_WORK TO COMPLETE_. Would you set down the data that follows, word for word, without any pictures?

_Entries taken from a collection_.

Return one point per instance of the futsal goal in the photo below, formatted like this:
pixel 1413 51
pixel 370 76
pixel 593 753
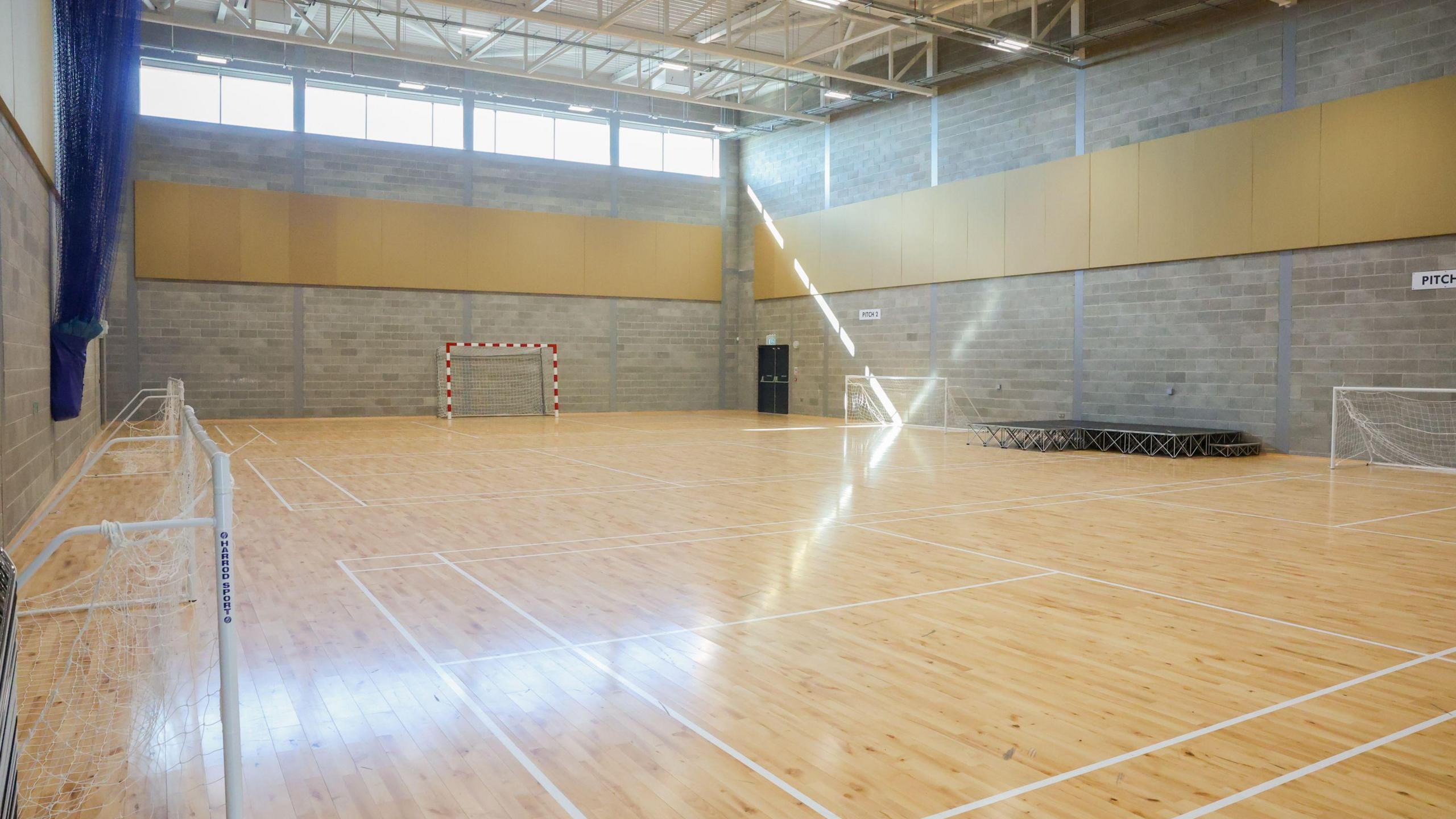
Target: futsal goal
pixel 127 697
pixel 1394 428
pixel 487 378
pixel 897 401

_RESPONSE AREA_.
Return one point per instance of the futsal goal in the photo below, formatted like this:
pixel 1413 51
pixel 370 76
pixel 593 753
Target: futsal goal
pixel 127 697
pixel 1394 428
pixel 487 378
pixel 897 401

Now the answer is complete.